--- Data shown ---

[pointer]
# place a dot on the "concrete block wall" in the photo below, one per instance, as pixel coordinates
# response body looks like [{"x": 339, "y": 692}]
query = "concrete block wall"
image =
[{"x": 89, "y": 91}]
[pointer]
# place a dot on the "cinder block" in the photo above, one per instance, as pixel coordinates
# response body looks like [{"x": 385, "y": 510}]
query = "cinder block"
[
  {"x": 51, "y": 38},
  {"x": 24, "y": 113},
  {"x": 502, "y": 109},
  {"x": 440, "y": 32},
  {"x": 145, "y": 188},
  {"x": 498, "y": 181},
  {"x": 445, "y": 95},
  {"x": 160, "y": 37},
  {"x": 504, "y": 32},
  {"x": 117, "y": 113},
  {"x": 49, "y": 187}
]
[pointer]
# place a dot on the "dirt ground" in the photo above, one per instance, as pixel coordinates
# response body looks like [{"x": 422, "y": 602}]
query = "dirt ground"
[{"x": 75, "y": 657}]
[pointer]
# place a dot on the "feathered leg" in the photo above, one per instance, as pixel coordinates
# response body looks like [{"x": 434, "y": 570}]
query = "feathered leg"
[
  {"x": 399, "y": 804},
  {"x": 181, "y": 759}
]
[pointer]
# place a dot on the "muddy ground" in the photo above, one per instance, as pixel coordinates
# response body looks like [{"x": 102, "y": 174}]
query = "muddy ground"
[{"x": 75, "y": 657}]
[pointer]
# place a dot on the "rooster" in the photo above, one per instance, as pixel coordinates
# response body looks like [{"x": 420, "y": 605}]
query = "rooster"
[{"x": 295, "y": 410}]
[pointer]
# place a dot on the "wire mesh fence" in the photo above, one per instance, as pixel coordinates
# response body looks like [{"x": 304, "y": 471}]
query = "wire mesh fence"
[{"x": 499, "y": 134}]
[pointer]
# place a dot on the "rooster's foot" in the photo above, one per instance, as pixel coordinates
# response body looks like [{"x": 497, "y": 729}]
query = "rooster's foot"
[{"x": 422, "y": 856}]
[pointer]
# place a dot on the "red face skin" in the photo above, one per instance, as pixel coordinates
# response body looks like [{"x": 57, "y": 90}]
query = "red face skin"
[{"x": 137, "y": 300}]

---

Within the records above, each line containing "wall" is to be returned.

# place a dot on the "concrete block wall" in the photo below, one per instance, as pixel coordinates
query = "concrete block wall"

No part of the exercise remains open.